[Selected extract — start]

Mr. Sher asked if there was a word processor in which you could create XML documents. Mr. Bray replied that there were, but they were large and expensive or (in the case of freeware) required some effort to install and use. We need lightweight word processing tools. Fortunately, those products are arriving rapidly.

Mr. Faye asked what value XML brought to databases. Would XML replace the ISO 2709 format? Mr. Bray answered that there were benefits for database-to-database interchange, especially for non-tabular, non-relational data; it was easy to transcribe richer and more human-friendly data structures into XML. XML would be cheaper to implement than more complex exchange structures.

Ms. Dueck asked about the role of the Resource Description Framework (RDF). Mr. Bray replied that RDF is a scheme (syntax and data model) to interchange metadata. RDF uses XML syntax. Mr. Davies suggested that RDF could be viewed as a framework in which to incorporate different metadata systems.

Mr. Kanfi asked if you would use RDF to combine development and health science data in a health-related markup language. Could RDF allow DML to speak to Dublin Core? Mr. Bray answered that you could publish a subset of development documents in the area of health science, and have taxonomy of documents.

Mr. McKenzie asked what Microsoft was doing. Mr. Bray replied that Microsoft had been one of the leaders, but that was before Internet Explorer had the largest share of the browser market. Now their strategy is difficult to understand. They are not pushing for an authoring tool that would produce XML for obvious reasons.

Mr. Rose asked whether RDF could be used for the interchange of bibliographic information. Mr. Bray replied that one of the leaders in RDF development was OCLC, the world's largest bibliographic utility. For more information, you could go to the W3C home page (www.w3.org) and look under Metadata. There was a need for easy-to-understand information on RDF; there was one text by Mr. Bray on the XML.com site.

[Selected extract — finish]

- _How to complete this task_:
According to the meeting notes above, why does Mr. Bray say lightweight word processing tools are needed for creating XML documents?

[Given data — start]

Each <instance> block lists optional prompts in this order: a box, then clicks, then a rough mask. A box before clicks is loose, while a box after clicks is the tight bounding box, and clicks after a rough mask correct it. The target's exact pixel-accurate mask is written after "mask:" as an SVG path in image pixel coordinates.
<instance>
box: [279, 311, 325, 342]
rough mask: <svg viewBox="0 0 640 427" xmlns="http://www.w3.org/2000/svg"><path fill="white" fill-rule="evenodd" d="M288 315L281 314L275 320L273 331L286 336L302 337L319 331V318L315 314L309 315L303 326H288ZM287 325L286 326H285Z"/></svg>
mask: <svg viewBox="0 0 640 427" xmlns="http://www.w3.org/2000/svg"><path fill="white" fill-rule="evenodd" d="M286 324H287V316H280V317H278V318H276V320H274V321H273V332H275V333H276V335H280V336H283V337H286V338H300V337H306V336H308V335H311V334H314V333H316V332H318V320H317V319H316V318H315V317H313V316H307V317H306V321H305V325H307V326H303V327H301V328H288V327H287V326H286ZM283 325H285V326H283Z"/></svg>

[Given data — finish]

- _Answer for this exercise_:
The word processors that could already create XML documents were large and expensive. The freeware options required some effort to install and use.